MATERIAL DO EXERCÍCIO ->

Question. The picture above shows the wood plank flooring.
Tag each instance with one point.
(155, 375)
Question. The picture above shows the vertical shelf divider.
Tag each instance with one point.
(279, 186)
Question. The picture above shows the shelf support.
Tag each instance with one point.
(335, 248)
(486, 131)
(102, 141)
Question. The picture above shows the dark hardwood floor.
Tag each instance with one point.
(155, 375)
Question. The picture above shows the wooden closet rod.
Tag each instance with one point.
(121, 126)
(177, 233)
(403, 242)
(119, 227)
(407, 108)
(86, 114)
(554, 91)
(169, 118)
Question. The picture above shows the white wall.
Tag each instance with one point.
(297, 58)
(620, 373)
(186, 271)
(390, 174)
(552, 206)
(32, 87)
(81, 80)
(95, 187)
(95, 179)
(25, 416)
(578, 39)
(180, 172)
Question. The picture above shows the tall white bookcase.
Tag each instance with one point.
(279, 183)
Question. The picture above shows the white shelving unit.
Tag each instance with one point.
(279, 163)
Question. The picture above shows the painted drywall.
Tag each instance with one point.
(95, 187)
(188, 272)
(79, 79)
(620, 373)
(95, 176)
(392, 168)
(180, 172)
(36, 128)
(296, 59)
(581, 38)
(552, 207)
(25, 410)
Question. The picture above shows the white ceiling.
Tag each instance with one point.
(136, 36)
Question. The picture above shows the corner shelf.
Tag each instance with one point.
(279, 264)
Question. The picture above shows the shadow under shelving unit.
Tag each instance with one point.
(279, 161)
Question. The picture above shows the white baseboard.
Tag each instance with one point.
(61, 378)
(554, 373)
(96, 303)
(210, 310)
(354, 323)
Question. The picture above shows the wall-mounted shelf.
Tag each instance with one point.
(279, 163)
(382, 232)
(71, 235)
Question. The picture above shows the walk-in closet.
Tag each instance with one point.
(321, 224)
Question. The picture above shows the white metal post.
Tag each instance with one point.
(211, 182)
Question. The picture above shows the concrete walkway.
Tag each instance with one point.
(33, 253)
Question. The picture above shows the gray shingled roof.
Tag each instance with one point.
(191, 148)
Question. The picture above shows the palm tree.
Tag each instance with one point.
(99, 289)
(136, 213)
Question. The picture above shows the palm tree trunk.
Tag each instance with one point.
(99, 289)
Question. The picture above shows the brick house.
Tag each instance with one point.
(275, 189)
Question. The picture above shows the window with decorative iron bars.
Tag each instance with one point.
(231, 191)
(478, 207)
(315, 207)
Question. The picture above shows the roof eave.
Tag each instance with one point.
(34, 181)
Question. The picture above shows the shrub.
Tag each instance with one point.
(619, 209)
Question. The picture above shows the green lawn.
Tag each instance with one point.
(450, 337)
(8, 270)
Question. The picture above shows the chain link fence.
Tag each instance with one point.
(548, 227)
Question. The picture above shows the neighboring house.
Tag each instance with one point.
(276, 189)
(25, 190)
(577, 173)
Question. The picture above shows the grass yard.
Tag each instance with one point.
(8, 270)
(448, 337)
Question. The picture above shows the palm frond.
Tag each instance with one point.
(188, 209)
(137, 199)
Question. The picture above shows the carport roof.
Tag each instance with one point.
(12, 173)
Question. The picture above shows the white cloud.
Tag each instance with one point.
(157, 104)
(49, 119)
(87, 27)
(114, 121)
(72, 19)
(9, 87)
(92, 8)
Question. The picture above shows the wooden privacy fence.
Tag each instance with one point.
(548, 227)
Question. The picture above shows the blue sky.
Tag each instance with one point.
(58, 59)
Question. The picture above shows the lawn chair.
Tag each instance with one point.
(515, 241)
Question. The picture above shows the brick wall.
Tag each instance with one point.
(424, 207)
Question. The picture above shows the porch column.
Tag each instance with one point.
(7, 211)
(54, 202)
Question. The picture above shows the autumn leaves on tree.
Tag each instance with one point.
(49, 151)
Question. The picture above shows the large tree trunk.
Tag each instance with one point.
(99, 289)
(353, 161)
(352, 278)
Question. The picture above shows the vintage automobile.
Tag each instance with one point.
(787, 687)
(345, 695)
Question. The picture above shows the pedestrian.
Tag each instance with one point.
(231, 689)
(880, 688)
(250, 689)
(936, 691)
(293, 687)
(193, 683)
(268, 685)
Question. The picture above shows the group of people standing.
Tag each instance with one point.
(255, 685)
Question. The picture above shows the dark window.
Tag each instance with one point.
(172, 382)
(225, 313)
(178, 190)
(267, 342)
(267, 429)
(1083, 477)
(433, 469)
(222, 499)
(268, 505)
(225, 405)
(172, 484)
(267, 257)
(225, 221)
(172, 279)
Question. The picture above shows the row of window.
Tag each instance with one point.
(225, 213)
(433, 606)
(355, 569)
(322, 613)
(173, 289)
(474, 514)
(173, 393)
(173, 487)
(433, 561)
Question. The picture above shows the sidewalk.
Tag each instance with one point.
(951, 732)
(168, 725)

DESAFIO -> Copie todas as linhas acima, palavra por palavra.

RESPOSTA ABAIXO ->
Question. The picture above shows the wood plank flooring.
Tag each instance with one point.
(155, 375)
Question. The picture above shows the vertical shelf divider.
Tag each instance with one point.
(279, 186)
Question. The picture above shows the shelf support.
Tag each instance with one point.
(335, 248)
(486, 131)
(102, 141)
Question. The picture above shows the dark hardwood floor.
Tag each instance with one point.
(155, 375)
Question. The picture above shows the wooden closet rod.
Tag each instance with one point.
(121, 126)
(177, 233)
(403, 242)
(119, 227)
(407, 108)
(86, 114)
(554, 91)
(169, 118)
Question. The picture above shows the white wall.
Tag each instance with one point.
(297, 58)
(620, 373)
(186, 271)
(390, 174)
(552, 206)
(32, 87)
(81, 80)
(95, 187)
(95, 179)
(25, 416)
(578, 39)
(180, 172)
Question. The picture above shows the tall white bookcase.
Tag each instance with one point.
(279, 183)
Question. The picture above shows the white shelving unit.
Tag each instance with one point.
(279, 163)
Question. The picture above shows the painted drywall.
Tag each instance with one point.
(95, 187)
(188, 272)
(79, 79)
(620, 373)
(95, 176)
(392, 168)
(180, 172)
(36, 128)
(296, 59)
(581, 38)
(552, 207)
(25, 410)
Question. The picture above shows the white ceiling.
Tag each instance with one point.
(136, 36)
Question. The picture above shows the corner shelf.
Tag each instance with one point.
(279, 264)
Question. The picture above shows the shadow under shelving unit.
Tag each instance with one point.
(279, 161)
Question. The picture above shows the white baseboard.
Tag each instance with one point.
(61, 378)
(554, 373)
(96, 303)
(210, 310)
(354, 323)
Question. The picture above shows the wall-mounted shelf.
Tag each instance with one point.
(279, 163)
(382, 232)
(71, 235)
Question. The picture above shows the walk-in closet.
Tag each instance with one point.
(321, 224)
Question. The picture above shows the white metal post.
Tag each instance with one point.
(211, 182)
Question. The picture above shows the concrete walkway.
Tag each instance with one point.
(33, 253)
Question. The picture above shows the gray shingled roof.
Tag each instance with one point.
(191, 148)
Question. The picture above shows the palm tree.
Tag each instance with one point.
(99, 289)
(136, 213)
Question. The picture above shows the palm tree trunk.
Tag each instance with one point.
(99, 289)
Question. The picture above shows the brick house.
Tag each instance with one point.
(275, 189)
Question. The picture above shows the window with decorative iron bars.
Tag each instance with one point.
(231, 191)
(478, 207)
(315, 207)
Question. The picture above shows the roof eave.
Tag each instance with one point.
(34, 181)
Question. The picture above shows the shrub.
Tag each instance with one point.
(619, 209)
Question. The picture above shows the green lawn.
Tag each instance with one point.
(450, 337)
(8, 270)
Question. The picture above shows the chain link fence.
Tag each instance with one point.
(548, 227)
Question. The picture above shows the neighboring house.
Tag each instance with one point.
(276, 189)
(25, 190)
(577, 173)
Question. The picture above shows the grass yard.
Tag each instance with one point.
(8, 270)
(448, 337)
Question. The picture above shows the palm frond.
Tag each instance with one point.
(188, 209)
(137, 199)
Question. The picture above shows the carport roof.
Tag each instance with one point.
(12, 173)
Question. The picture above shows the white cloud.
Tag each instance with one point.
(157, 104)
(49, 119)
(87, 27)
(114, 121)
(72, 19)
(9, 87)
(92, 8)
Question. The picture above shows the wooden privacy fence.
Tag each instance with one point.
(548, 227)
Question. The picture above shows the blue sky.
Tag each instance with one point.
(58, 59)
Question. The picture above shows the lawn chair.
Tag each instance with one point.
(515, 241)
Question. The picture above shows the brick wall.
Tag each instance with one point.
(424, 207)
Question. The picture above shows the porch column.
Tag each instance with one point.
(7, 211)
(54, 202)
Question. The picture above shows the autumn leaves on tree.
Tag each instance with one point.
(49, 151)
Question. The picture above shows the large tree trunk.
Tag each instance with one point.
(99, 289)
(353, 161)
(352, 278)
Question. The picture above shows the vintage automobile.
Tag each instance with one point.
(787, 687)
(345, 695)
Question. The picture above shows the pedestrian.
Tag each instance with one point.
(231, 689)
(880, 688)
(250, 689)
(936, 691)
(293, 687)
(193, 683)
(268, 685)
Question. The picture above shows the group of people standing.
Tag each instance with one point.
(255, 685)
Question. The picture above shows the dark window.
Tag each instance with one point.
(172, 382)
(225, 313)
(178, 190)
(267, 342)
(267, 429)
(1083, 477)
(433, 469)
(222, 499)
(268, 505)
(225, 405)
(172, 484)
(267, 257)
(225, 221)
(172, 279)
Question. The picture above shows the row of window.
Tag each instance with one point.
(225, 213)
(433, 606)
(355, 569)
(322, 613)
(173, 289)
(474, 514)
(173, 393)
(173, 487)
(433, 561)
Question. The picture above shows the sidewalk.
Tag each instance with one point.
(951, 732)
(168, 725)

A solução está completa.